◆ **EXERCISE DESCRIPTION**:
The entries follow. Copy every line in which "panel" appears.

◆ **SUPPLIED MATERIAL**:
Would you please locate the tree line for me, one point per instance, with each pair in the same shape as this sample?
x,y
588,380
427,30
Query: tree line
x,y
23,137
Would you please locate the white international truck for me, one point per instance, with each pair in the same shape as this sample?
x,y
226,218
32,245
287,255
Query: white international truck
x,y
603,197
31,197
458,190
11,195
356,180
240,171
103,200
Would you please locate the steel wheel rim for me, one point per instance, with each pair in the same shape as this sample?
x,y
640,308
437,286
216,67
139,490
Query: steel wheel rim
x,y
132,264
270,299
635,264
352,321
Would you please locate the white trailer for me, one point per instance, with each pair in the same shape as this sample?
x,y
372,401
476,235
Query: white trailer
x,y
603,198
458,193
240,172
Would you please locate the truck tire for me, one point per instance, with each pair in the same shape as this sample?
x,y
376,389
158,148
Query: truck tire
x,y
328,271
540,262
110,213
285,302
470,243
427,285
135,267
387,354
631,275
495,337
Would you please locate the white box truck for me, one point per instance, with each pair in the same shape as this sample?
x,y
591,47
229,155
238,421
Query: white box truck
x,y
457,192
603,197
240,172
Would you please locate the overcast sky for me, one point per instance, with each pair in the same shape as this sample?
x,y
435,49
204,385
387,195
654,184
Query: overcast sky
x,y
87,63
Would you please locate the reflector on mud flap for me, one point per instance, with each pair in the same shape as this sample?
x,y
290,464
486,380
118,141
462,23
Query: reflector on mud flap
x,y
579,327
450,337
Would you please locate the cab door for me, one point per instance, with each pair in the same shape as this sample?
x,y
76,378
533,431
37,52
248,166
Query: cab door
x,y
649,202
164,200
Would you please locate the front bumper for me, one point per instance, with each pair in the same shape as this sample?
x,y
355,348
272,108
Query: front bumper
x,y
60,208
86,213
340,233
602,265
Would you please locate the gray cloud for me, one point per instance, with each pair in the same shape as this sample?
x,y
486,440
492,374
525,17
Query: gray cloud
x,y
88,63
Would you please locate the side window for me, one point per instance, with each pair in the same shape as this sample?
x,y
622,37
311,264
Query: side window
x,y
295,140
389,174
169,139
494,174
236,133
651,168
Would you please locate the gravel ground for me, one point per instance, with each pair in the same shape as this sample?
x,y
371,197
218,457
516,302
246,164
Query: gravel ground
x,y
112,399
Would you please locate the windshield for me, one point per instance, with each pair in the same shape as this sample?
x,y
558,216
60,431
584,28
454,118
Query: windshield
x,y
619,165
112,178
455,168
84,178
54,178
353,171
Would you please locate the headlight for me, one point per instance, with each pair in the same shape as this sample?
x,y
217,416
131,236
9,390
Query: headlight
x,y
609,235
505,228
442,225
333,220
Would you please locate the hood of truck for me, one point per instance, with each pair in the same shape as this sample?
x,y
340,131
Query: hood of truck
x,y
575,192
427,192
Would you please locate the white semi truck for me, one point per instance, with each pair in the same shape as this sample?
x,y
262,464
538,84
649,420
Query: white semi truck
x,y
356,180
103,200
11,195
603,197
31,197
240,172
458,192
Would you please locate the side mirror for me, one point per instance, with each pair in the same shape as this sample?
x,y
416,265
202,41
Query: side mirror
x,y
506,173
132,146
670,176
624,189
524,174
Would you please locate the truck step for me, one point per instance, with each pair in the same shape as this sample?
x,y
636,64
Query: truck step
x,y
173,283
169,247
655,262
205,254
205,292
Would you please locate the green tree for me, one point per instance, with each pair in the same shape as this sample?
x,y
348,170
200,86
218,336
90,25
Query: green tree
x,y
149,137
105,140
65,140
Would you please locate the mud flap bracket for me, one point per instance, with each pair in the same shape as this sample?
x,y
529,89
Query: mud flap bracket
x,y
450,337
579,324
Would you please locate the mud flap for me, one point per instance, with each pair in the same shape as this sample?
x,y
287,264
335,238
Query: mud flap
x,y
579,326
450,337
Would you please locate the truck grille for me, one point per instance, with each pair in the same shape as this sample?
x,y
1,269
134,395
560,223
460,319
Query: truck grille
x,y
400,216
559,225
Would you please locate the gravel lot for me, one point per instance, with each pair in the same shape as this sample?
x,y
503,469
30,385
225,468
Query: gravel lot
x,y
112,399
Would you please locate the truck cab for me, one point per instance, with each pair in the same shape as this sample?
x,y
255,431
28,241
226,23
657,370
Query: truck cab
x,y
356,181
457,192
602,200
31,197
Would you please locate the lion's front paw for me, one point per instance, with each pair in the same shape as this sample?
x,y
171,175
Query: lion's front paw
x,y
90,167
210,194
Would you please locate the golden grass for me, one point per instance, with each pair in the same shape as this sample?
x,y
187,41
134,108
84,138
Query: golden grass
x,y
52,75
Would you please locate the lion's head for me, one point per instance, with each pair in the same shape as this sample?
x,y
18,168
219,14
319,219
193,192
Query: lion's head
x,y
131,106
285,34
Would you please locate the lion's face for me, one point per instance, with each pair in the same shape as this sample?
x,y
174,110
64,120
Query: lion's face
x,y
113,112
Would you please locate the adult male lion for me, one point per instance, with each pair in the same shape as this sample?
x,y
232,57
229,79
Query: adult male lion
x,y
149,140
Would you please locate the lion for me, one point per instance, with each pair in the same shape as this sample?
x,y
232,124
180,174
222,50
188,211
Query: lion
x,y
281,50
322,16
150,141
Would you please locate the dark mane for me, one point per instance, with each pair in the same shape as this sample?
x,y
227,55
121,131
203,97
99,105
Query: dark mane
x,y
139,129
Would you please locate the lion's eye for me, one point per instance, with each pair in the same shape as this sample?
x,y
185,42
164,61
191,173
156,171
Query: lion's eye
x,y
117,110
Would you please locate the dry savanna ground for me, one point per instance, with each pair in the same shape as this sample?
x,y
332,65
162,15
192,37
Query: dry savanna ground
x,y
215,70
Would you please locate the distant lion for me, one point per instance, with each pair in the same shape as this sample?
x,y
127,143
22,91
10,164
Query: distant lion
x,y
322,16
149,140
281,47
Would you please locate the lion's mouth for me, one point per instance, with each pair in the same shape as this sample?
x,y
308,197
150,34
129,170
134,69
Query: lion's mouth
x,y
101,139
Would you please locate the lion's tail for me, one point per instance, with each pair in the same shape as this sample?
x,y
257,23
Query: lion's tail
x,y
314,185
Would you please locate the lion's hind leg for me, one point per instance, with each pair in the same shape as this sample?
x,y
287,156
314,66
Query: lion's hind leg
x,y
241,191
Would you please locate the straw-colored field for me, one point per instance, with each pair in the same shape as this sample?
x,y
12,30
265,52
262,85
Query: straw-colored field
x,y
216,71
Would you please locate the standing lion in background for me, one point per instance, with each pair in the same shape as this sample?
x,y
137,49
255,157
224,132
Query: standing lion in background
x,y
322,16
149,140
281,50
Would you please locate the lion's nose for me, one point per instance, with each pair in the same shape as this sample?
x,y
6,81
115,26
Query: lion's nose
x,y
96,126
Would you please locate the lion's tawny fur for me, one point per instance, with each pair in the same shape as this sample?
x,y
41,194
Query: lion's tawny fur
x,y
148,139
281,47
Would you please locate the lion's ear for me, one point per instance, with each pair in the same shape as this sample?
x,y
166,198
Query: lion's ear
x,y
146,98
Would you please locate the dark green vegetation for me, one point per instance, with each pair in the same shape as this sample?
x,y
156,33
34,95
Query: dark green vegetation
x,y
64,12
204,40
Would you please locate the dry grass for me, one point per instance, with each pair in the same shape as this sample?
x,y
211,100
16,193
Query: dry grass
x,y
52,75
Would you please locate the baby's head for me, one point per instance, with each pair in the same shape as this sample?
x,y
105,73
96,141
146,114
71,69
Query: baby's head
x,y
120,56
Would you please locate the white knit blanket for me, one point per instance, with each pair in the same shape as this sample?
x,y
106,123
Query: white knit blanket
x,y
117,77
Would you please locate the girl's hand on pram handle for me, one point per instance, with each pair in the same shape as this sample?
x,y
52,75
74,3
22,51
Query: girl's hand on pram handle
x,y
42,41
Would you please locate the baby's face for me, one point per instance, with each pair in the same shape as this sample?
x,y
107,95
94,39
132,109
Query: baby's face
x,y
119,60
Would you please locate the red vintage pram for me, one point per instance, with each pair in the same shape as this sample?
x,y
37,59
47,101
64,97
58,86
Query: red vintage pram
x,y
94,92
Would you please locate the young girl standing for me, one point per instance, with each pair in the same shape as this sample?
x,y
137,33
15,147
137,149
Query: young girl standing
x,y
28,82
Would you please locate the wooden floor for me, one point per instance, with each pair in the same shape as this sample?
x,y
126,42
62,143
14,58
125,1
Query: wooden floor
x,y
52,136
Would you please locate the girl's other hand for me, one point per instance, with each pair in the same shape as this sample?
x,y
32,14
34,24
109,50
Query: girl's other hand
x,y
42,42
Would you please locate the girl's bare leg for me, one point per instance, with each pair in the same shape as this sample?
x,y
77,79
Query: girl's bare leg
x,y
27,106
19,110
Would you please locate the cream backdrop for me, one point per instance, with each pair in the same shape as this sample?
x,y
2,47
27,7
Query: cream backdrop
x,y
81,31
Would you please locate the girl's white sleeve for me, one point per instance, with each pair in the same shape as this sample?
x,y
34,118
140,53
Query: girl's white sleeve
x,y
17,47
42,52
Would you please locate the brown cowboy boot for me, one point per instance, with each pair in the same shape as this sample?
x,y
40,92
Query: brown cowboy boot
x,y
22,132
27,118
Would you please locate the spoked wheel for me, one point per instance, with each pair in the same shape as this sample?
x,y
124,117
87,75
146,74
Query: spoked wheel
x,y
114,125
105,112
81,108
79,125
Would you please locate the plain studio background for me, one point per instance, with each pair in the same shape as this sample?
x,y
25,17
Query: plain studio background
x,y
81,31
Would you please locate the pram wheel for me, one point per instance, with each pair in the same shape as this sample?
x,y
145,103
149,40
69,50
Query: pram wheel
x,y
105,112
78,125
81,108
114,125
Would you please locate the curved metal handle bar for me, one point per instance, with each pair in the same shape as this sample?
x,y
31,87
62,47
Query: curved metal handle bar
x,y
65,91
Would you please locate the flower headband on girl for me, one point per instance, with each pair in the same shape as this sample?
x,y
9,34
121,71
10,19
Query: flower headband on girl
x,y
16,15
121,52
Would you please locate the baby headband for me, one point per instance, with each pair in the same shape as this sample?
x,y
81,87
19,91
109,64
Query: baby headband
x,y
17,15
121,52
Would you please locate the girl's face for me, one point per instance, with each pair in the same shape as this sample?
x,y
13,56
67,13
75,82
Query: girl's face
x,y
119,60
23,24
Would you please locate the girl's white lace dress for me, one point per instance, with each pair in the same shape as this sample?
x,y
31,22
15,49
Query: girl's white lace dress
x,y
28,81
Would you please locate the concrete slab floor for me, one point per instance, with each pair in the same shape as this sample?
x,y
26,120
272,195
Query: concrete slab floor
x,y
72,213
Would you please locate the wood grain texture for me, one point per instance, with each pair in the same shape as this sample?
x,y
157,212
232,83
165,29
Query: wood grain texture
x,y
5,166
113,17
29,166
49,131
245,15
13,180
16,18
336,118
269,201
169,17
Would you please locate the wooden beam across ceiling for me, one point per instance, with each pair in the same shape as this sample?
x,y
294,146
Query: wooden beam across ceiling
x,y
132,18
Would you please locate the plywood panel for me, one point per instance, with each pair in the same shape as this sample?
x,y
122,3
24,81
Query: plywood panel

◆ **ANSWER SECTION**:
Would you please locate the plywood panel for me, one point per instance, with each pair in the same shape as this sample?
Query: plywood panel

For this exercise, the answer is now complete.